GIVEN PROBLEM ::
Tally how many of the lines below contain the string "point", matching case exactly, and reply with only that number.
···
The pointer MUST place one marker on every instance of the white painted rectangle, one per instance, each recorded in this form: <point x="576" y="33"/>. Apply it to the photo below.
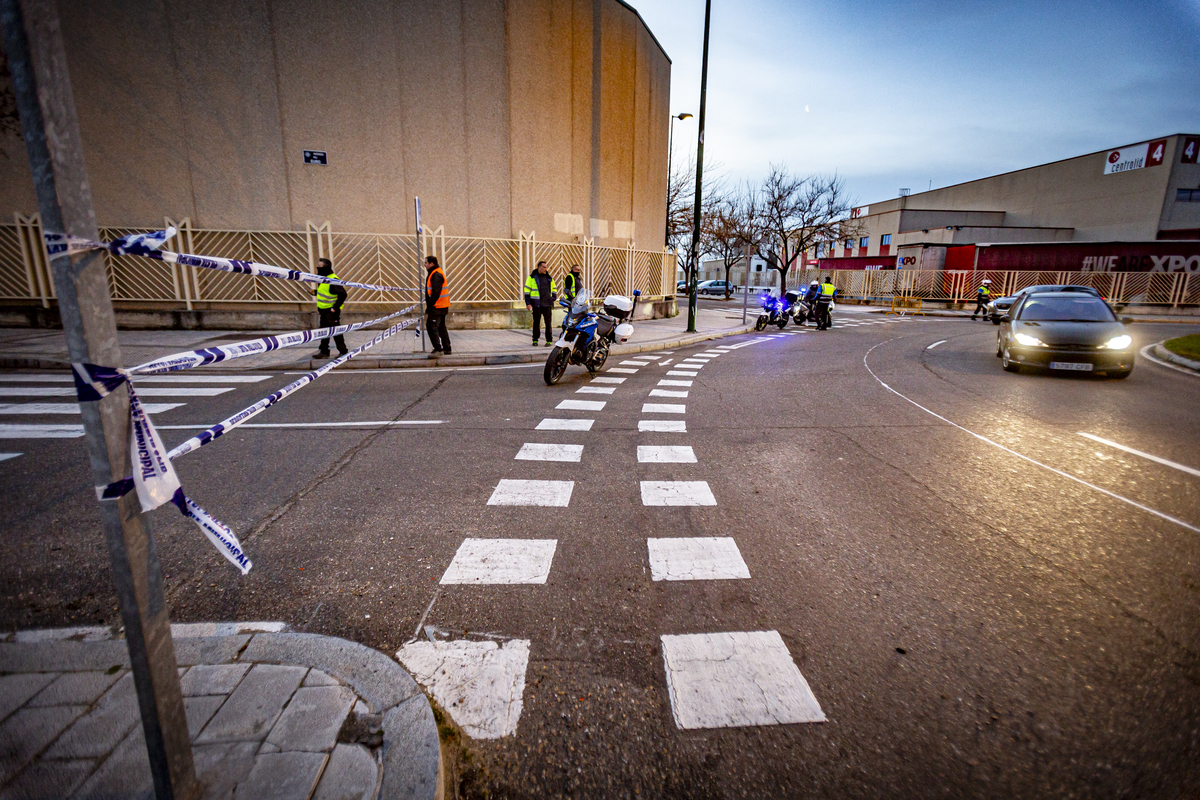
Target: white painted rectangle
<point x="489" y="561"/>
<point x="581" y="405"/>
<point x="665" y="455"/>
<point x="677" y="493"/>
<point x="730" y="680"/>
<point x="706" y="558"/>
<point x="532" y="493"/>
<point x="663" y="408"/>
<point x="663" y="426"/>
<point x="537" y="451"/>
<point x="551" y="423"/>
···
FULL OUTPUT ::
12